— begin Rows —

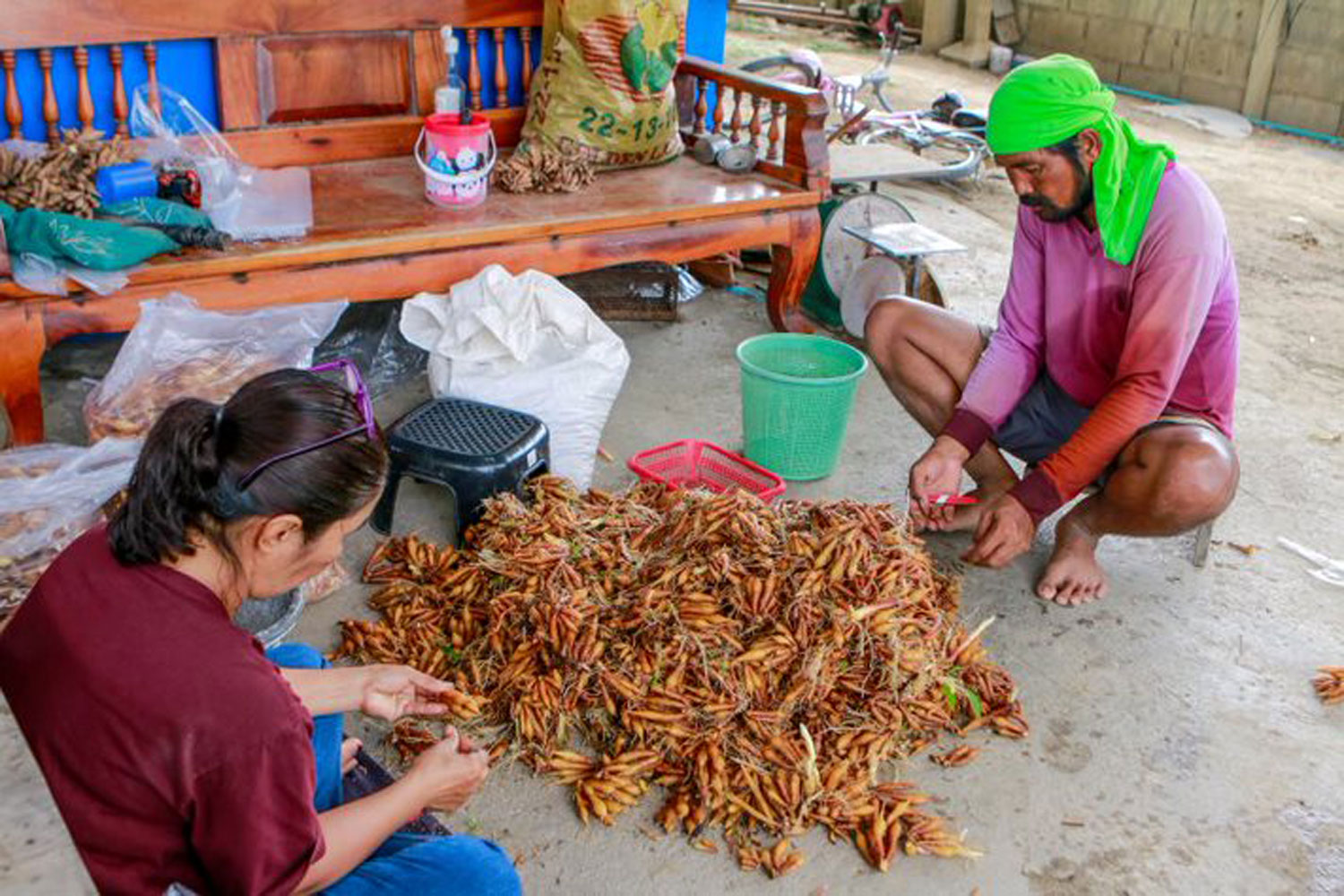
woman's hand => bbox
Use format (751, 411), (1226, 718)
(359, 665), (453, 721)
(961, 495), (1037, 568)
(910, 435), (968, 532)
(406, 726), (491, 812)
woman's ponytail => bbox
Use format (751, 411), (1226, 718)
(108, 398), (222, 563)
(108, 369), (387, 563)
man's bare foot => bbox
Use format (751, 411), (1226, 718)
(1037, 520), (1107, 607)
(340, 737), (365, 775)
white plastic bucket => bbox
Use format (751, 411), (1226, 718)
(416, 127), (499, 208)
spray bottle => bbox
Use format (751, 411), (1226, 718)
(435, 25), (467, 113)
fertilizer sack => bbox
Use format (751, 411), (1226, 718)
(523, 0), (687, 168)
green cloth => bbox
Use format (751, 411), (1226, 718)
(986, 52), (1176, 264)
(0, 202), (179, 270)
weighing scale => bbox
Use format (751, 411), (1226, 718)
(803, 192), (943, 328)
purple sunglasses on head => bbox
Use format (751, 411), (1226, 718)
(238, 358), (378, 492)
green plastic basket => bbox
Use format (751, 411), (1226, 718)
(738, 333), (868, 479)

— end Rows —

Please write out the data above again, replacing every "bbox" with "bounding box" and changing nothing else. Leave the pictures out.

woman's hand => bounding box
Use format (751, 411), (1226, 718)
(359, 665), (453, 721)
(961, 495), (1037, 568)
(910, 435), (968, 532)
(406, 726), (491, 812)
woman's ponytail => bounding box
Use format (751, 411), (1226, 718)
(108, 398), (222, 563)
(108, 369), (387, 563)
man's bare foot => bounding box
Use format (751, 411), (1226, 718)
(1037, 520), (1107, 607)
(340, 737), (365, 775)
white plastic bucket => bounding box
Use format (751, 411), (1226, 718)
(416, 127), (499, 208)
spray bottle => bounding box
Use format (751, 411), (1226, 718)
(435, 25), (467, 113)
fertilizer sack => bounding box
Use format (751, 411), (1226, 718)
(523, 0), (687, 168)
green cloth => bounding box
Use format (751, 411), (1226, 718)
(986, 52), (1176, 264)
(0, 202), (179, 270)
weighing scale => bounding box
Use format (751, 411), (1226, 718)
(803, 192), (943, 328)
purple sunglasses on head => bounding box
Use format (751, 411), (1226, 718)
(238, 358), (378, 492)
green plastic basket => bounding box
Use format (751, 411), (1226, 718)
(738, 333), (868, 479)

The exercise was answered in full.